- GIVEN INFORMATION -
»»

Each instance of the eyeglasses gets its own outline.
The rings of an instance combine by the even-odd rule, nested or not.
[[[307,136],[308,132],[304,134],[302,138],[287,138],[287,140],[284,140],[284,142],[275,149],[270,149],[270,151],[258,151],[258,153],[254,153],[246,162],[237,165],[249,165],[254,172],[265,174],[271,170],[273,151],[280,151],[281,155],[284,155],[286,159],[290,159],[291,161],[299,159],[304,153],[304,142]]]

««
»»

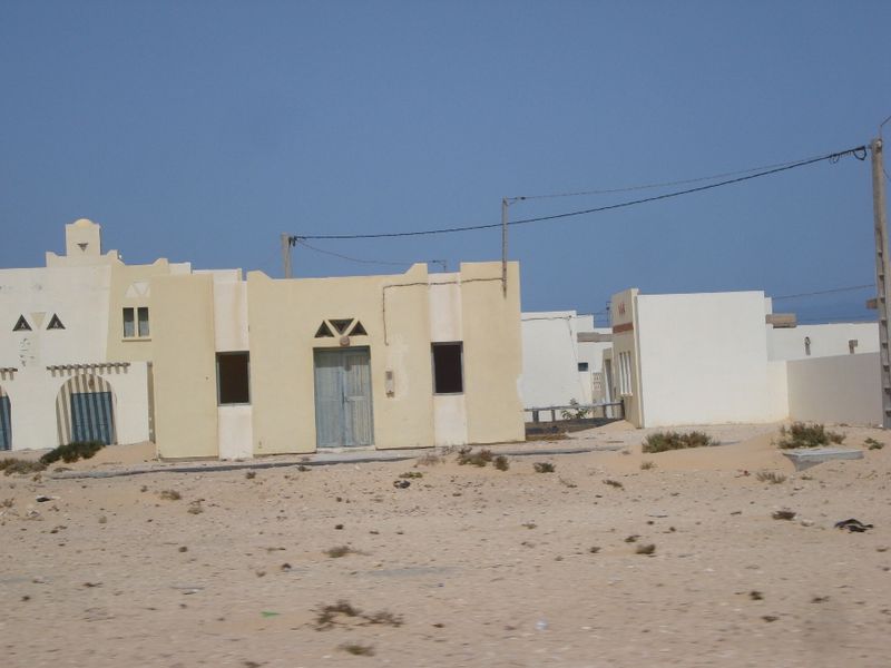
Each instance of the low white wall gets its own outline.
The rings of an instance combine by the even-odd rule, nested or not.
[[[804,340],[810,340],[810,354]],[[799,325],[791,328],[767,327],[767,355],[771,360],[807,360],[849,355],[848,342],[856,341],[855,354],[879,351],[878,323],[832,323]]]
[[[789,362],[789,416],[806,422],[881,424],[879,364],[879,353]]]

««
»»

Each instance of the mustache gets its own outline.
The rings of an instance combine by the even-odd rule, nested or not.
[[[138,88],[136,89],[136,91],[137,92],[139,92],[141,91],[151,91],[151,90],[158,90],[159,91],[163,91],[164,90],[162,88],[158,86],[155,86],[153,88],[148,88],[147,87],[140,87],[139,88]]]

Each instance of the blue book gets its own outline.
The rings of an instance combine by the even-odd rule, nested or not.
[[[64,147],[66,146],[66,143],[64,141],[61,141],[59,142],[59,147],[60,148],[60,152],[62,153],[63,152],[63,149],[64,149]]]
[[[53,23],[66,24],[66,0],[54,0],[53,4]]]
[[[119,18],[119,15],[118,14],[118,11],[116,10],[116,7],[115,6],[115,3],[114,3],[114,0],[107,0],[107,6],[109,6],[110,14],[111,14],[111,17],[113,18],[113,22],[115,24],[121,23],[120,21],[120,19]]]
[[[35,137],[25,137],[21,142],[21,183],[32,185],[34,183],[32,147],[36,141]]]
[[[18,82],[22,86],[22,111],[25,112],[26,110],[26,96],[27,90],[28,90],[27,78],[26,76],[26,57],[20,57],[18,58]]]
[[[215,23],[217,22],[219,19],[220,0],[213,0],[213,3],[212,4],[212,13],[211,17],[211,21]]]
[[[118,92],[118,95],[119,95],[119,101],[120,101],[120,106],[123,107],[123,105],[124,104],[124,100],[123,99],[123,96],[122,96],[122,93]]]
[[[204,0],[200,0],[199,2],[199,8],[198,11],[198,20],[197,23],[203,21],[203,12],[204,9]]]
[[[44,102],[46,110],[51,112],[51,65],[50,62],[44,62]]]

««

- YOUR GOAL -
Rewrite the lines above, from the line holding "Each instance of the low" through the line holding "[[[789,362],[789,416],[806,422],[881,424],[879,364],[879,353]]]", inclusive, replacing "white" with "gray" and leaving everything else unchanged. Give only those lines.

- WRITTEN SOLUTION -
Each instance of the low gray wall gets its own outline.
The rings of an instance combine by the even-odd rule, nested or not.
[[[804,340],[810,340],[810,354]],[[799,325],[791,328],[767,327],[767,355],[771,360],[807,360],[849,355],[848,342],[856,341],[855,354],[879,351],[878,323],[832,323]]]
[[[789,362],[789,416],[806,422],[881,424],[879,364],[879,353]]]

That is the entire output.